> _Task item_
Go through the entries and write each one out again unchanged.

Referring expression grounding data:
▽

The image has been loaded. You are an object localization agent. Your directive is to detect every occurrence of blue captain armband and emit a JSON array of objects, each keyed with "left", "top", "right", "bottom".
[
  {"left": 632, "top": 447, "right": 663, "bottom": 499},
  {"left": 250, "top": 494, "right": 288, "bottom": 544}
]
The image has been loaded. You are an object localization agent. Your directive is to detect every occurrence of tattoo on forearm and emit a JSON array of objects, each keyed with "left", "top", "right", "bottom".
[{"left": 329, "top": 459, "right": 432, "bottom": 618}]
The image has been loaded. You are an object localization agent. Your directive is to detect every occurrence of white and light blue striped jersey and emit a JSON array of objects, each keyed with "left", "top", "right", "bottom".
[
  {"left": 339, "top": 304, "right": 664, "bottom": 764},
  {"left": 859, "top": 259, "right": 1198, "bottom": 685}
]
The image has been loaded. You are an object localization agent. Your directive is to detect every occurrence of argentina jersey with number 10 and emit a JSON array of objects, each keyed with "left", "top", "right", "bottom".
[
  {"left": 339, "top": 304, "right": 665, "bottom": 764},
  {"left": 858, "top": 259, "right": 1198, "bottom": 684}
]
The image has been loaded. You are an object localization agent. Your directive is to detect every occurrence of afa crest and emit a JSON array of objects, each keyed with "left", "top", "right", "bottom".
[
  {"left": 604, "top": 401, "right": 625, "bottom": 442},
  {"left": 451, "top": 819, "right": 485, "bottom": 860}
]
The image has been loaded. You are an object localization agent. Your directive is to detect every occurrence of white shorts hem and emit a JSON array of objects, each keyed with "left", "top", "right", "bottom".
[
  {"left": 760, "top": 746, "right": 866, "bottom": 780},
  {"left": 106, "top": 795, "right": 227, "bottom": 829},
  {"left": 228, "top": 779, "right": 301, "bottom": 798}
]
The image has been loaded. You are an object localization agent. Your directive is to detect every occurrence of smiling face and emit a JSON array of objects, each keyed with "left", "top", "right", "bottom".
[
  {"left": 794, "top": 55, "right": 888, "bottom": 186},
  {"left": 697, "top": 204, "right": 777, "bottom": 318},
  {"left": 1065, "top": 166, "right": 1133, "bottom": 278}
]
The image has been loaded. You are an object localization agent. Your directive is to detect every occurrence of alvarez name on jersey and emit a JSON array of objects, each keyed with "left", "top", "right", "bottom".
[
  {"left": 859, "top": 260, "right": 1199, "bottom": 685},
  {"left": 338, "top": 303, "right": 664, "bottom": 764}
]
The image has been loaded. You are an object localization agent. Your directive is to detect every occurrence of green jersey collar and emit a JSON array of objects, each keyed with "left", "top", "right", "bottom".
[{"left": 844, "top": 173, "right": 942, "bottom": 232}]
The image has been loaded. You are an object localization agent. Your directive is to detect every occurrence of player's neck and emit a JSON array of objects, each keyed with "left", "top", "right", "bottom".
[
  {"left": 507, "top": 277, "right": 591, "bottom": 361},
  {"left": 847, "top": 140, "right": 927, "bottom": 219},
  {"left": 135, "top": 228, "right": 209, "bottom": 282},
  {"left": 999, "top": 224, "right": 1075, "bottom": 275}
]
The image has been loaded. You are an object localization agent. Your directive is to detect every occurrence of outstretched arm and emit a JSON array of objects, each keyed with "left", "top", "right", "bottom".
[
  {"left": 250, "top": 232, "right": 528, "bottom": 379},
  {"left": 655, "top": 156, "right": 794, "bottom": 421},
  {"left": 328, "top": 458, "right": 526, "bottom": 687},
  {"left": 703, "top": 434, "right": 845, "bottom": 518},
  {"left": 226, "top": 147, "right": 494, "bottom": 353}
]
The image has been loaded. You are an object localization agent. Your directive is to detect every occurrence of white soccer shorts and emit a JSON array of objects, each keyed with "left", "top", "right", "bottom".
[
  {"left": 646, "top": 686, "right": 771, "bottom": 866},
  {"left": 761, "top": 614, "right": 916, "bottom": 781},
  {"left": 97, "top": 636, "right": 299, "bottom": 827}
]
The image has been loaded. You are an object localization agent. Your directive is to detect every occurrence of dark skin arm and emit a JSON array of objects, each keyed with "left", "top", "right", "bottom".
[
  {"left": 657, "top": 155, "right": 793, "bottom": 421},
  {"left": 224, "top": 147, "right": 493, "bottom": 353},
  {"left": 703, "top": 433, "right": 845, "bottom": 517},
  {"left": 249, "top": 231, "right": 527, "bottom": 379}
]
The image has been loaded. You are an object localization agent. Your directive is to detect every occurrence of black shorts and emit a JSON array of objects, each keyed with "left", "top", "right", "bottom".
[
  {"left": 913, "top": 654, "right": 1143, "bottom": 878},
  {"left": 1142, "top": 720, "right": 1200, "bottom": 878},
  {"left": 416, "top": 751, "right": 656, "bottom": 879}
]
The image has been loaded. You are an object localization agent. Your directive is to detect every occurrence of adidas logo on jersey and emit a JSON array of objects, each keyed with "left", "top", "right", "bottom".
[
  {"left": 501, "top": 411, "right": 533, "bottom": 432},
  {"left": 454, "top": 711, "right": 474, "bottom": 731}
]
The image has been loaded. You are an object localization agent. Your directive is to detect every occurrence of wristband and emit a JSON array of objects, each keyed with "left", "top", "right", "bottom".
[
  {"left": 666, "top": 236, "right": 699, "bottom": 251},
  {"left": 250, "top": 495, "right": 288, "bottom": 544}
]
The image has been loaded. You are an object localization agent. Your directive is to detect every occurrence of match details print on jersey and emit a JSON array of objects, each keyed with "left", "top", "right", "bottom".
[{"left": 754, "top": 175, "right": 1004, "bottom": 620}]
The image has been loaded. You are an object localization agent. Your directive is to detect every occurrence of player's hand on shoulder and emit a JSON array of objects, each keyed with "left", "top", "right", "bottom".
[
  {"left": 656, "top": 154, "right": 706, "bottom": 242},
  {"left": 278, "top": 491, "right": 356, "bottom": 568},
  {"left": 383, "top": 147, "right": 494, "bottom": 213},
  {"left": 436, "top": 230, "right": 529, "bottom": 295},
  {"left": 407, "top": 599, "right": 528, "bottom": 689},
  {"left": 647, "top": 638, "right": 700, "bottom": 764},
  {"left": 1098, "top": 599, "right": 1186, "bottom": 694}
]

△

> _Response below_
The image has been loaded. You are an object localization agent. Your directive is to detect every occurrence of blue captain armband and emit a JSON array of objects, each keyed with "left", "top", "right", "bottom".
[
  {"left": 632, "top": 447, "right": 663, "bottom": 499},
  {"left": 250, "top": 494, "right": 288, "bottom": 544}
]
The image has been loaded. You are an object localization agent. Your directive is to detect every occurrence of tattoo on forearm and emit a JSON array of objects, each keyed with "left", "top", "right", "bottom".
[{"left": 329, "top": 459, "right": 432, "bottom": 618}]
The image has been loaded. You are an object localization agent. Your directive is to detect every occurrence of white and light blue striped jersey and emit a JSON array of objects, each keyed with "left", "top", "right", "bottom".
[
  {"left": 339, "top": 304, "right": 664, "bottom": 764},
  {"left": 859, "top": 259, "right": 1198, "bottom": 685}
]
The image has been loaded. You are an object localization agent. Your directive is to detect every occurrence of argentina jersey with number 10 and emit a JSON array of objects, each keyed with "left", "top", "right", "bottom".
[
  {"left": 339, "top": 304, "right": 665, "bottom": 764},
  {"left": 858, "top": 259, "right": 1198, "bottom": 684}
]
The image has been loaded. You are an object localization agent. Your directive is to detect every occurrence of afa crest and emit a JSON array of objects, each keyed with "left", "top", "right", "bottom".
[
  {"left": 604, "top": 401, "right": 625, "bottom": 442},
  {"left": 451, "top": 819, "right": 485, "bottom": 860}
]
The image has been loaded. You are an object localization agent. Your directive is to detect every occurrence of white shorts hem and emit a JSON array of objects, each keyed with "left", "top", "right", "bottom".
[
  {"left": 760, "top": 746, "right": 866, "bottom": 780},
  {"left": 106, "top": 795, "right": 227, "bottom": 829},
  {"left": 228, "top": 779, "right": 301, "bottom": 798}
]
The image has been loaded. You are an object localization agent. Your directive is to detect every occurrence of smiling face and emit a JSON array of objects, each keyed with "left", "top", "right", "bottom".
[
  {"left": 794, "top": 55, "right": 888, "bottom": 186},
  {"left": 697, "top": 204, "right": 777, "bottom": 318},
  {"left": 1065, "top": 166, "right": 1133, "bottom": 278}
]
The image has been loaded. You are an object localization agent. Your directive is to detect every occurrence of alvarez name on jersey and emit a JSON array of objects, each keyed with "left", "top", "right", "bottom".
[
  {"left": 859, "top": 260, "right": 1199, "bottom": 685},
  {"left": 338, "top": 303, "right": 664, "bottom": 764}
]
The image has been loaded. You are an object localization agent. Your directive is to detect every occurrence of green jersey collar and emit a JSON array of objects, each keyed with "left", "top", "right", "bottom".
[{"left": 844, "top": 173, "right": 942, "bottom": 232}]
The image has been loaded. You are an object localization agent. Your directive is to detect every occurrence of player's neck and emit a JSON array of objects, each keyed with "left", "top", "right", "bottom".
[
  {"left": 507, "top": 277, "right": 591, "bottom": 361},
  {"left": 847, "top": 140, "right": 927, "bottom": 219},
  {"left": 135, "top": 228, "right": 209, "bottom": 282},
  {"left": 999, "top": 224, "right": 1075, "bottom": 275}
]
The image has been loaded. You are an object localization agent. Your directive is to detect every occurrence of outstretched arm and emit a JSON array of objects, each keyed with "left", "top", "right", "bottom".
[
  {"left": 250, "top": 232, "right": 528, "bottom": 379},
  {"left": 655, "top": 156, "right": 794, "bottom": 421},
  {"left": 328, "top": 458, "right": 526, "bottom": 687},
  {"left": 703, "top": 434, "right": 845, "bottom": 518},
  {"left": 226, "top": 147, "right": 494, "bottom": 353}
]
The image has been loaded. You are an object localization agent. Your directive is to detect every occurrence of white soccer shorts and emit a JSON array of objects, each keyed with "left", "top", "right", "bottom".
[
  {"left": 646, "top": 686, "right": 771, "bottom": 866},
  {"left": 761, "top": 614, "right": 916, "bottom": 781},
  {"left": 97, "top": 636, "right": 299, "bottom": 827}
]
The image has been loaded. You are an object localization agent. Your directive is to detect every occurrence of dark skin arm and emit a JSON array of objects, each keyed with "left", "top", "right", "bottom".
[
  {"left": 657, "top": 155, "right": 793, "bottom": 421},
  {"left": 224, "top": 147, "right": 493, "bottom": 353},
  {"left": 703, "top": 433, "right": 845, "bottom": 517},
  {"left": 249, "top": 231, "right": 527, "bottom": 379}
]
The image has been loaded. You are an object localization agent. Your directive is to detect every occurrence of black shorts and emit a JSON array of objects, each keyed with "left", "top", "right", "bottom".
[
  {"left": 913, "top": 654, "right": 1143, "bottom": 878},
  {"left": 1142, "top": 720, "right": 1200, "bottom": 878},
  {"left": 416, "top": 751, "right": 656, "bottom": 879}
]
The image has been loaded. You are an object localization agent. Your directive is to detect every occurrence of adidas logo on jersey and emit a JSON array of objects, each keyed with "left", "top", "right", "bottom".
[
  {"left": 501, "top": 411, "right": 533, "bottom": 432},
  {"left": 454, "top": 711, "right": 474, "bottom": 731}
]
The image has been loaded. You are an object localization agent. Your directive is to detect every occurrence of wristband and emit a JSON array of objects, each keyed with "left", "top", "right", "bottom".
[
  {"left": 666, "top": 236, "right": 699, "bottom": 251},
  {"left": 250, "top": 495, "right": 288, "bottom": 544}
]
The image has been loaded. You are an object localization agent. Your directive is to detect every occurrence of match details print on jersey and emit a JSON array of objects, each keyed with "left", "top", "right", "bottom".
[{"left": 754, "top": 175, "right": 1004, "bottom": 620}]
The image has been loaded. You are an object localization agent. Your directive is to detect every occurrence of player's hand on shoulder and emit a JSON array of objects, each keyed with "left", "top", "right", "bottom".
[
  {"left": 656, "top": 154, "right": 706, "bottom": 242},
  {"left": 278, "top": 491, "right": 356, "bottom": 568},
  {"left": 383, "top": 147, "right": 494, "bottom": 213},
  {"left": 436, "top": 230, "right": 529, "bottom": 295},
  {"left": 407, "top": 599, "right": 528, "bottom": 689},
  {"left": 647, "top": 638, "right": 700, "bottom": 764},
  {"left": 1098, "top": 599, "right": 1186, "bottom": 694}
]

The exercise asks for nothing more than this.